PASSAGE GIVEN:

— Begin —

We can also specify link constituent law and change it to different form
that "spring relation". To do this we use the following syntax inside
FocalPointPlasticity CC3DML plugin:

.. code-block:: xml

    <LinkConstituentLaw>
        <!--The following variables lare defined by default: Lambda,Length,TargetLength-->

        <Variable Name='LambdaExtra' Value='1.0'/>
        <Formula>LambdaExtra*Lambda*(Length-TargetLength)^2</Formula>

    </LinkConstituentLaw>


By default CC3D defines 3 variables (``Lambda``, ``Length``, ``TargetLength``) which
correspond to :math:`\lambda_{ij}` ,  :math:`l_{ij}` and :math:`L_{ij}` from the formula
above. We can also define extra variables in the CC3DML (e.g.

— End —

REQUESTS:
**1.** In the passage on link constituent laws, which three variables does CC3D define by default?
**2.** Copy the stretch of the passage on link constituent laws from "By default CC3D" through "the CC3DML (e.g.".
**3.** Carry on the passage on link constituent laws from the point where it stops.
The material after this point is separate from the passage on link constituent laws.

DATASET CONTENT:
— Begin —

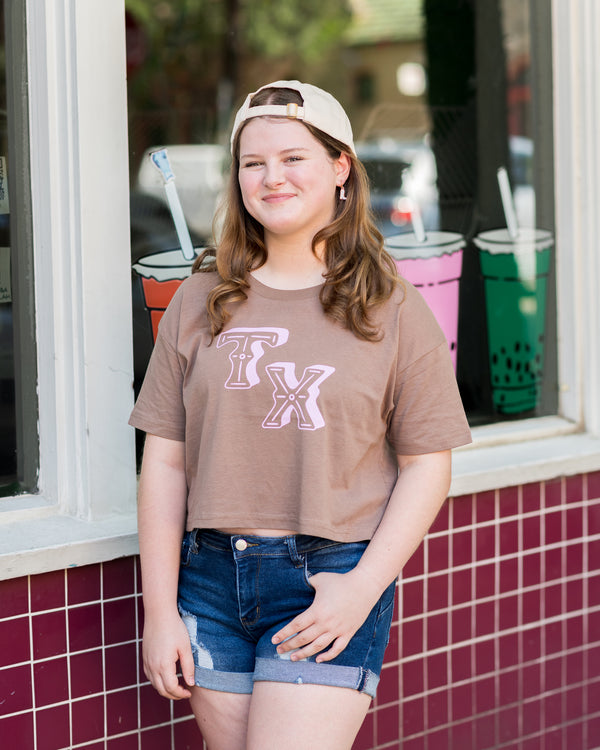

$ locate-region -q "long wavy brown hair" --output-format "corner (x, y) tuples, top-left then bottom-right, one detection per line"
(192, 88), (398, 341)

— End —

FINAL ANSWERS:
**1.** Lambda, Length, and TargetLength.

**2.**
By default CC3D defines 3 variables (``Lambda``, ``Length``, ``TargetLength``) which
correspond to :math:`\lambda_{ij}` ,  :math:`l_{ij}` and :math:`L_{ij}` from the formula
above. We can also define extra variables in the CC3DML (e.g.

**3.**
``LambdaExtra``). The actual link constituent law obeys ``muParser`` syntax
convention. Once link constituent law is defined it is applied to all
focal point plasticity links. The example demonstrating the use of
custom link constituent law can be found in
*Demos/PluginDemos/FocalPointPlasticityCustom*.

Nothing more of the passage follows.